_Input material_.
>>>>>

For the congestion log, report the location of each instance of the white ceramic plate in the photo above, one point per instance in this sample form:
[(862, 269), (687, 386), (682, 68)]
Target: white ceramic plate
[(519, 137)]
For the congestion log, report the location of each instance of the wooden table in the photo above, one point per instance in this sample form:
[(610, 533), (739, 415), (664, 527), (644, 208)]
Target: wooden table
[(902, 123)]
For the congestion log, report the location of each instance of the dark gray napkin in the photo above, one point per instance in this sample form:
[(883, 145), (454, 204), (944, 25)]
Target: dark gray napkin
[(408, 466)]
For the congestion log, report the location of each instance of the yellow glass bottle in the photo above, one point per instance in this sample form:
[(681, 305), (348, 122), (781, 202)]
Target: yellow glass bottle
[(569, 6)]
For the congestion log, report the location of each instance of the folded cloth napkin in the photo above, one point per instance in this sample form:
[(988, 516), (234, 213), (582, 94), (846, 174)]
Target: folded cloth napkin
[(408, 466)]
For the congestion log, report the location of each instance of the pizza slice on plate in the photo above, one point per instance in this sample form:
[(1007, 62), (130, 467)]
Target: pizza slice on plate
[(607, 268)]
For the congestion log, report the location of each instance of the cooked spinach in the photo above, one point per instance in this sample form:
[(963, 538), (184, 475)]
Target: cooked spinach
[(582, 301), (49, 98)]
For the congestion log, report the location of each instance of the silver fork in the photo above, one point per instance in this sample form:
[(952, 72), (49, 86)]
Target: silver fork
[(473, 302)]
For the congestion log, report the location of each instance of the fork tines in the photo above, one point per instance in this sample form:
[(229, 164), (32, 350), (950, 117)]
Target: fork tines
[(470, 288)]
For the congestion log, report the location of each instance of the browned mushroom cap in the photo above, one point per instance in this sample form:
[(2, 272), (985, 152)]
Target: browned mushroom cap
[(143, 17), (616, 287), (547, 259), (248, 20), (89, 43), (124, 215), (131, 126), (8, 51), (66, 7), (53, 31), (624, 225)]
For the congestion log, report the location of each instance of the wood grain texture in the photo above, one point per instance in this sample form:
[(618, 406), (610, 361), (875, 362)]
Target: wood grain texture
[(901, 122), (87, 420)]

<<<<<
>>>>>

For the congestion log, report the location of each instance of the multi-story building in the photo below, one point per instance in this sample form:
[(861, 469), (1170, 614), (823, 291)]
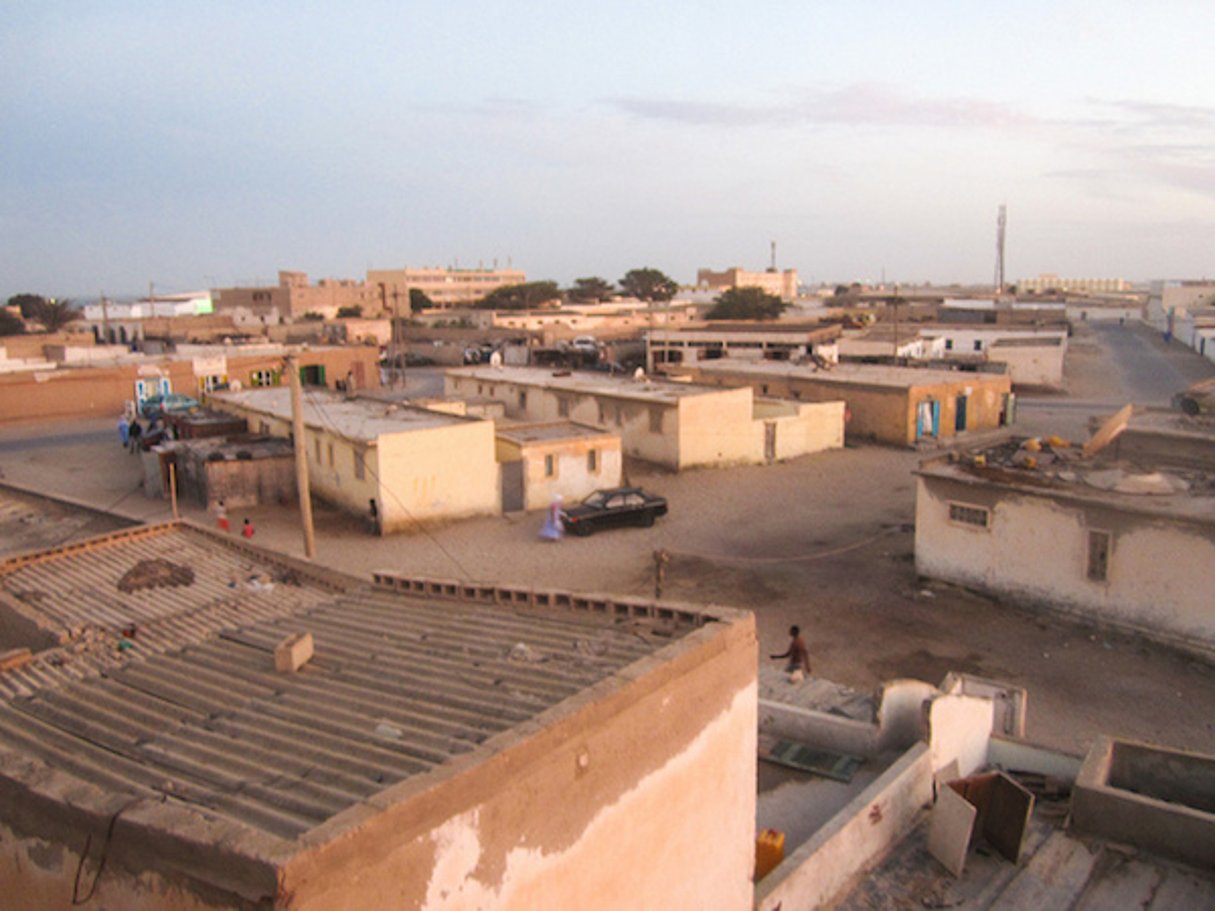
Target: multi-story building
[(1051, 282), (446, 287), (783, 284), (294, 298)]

<<<<<

_Task instructions_.
The stretch of entries above that starts with the line containing "[(229, 164), (32, 350), (950, 117)]" and goes on through the line containing "[(2, 272), (985, 152)]" is to be transcribed exactly, and no other line is to be transcribed.

_Worked solution_.
[(229, 164), (32, 350), (950, 117)]
Target: fork tines
[(470, 288)]
For the congestion log, report the location of each instance of the browned mushroom cap in the photo above, one point per instance in this sample form:
[(2, 272), (985, 152)]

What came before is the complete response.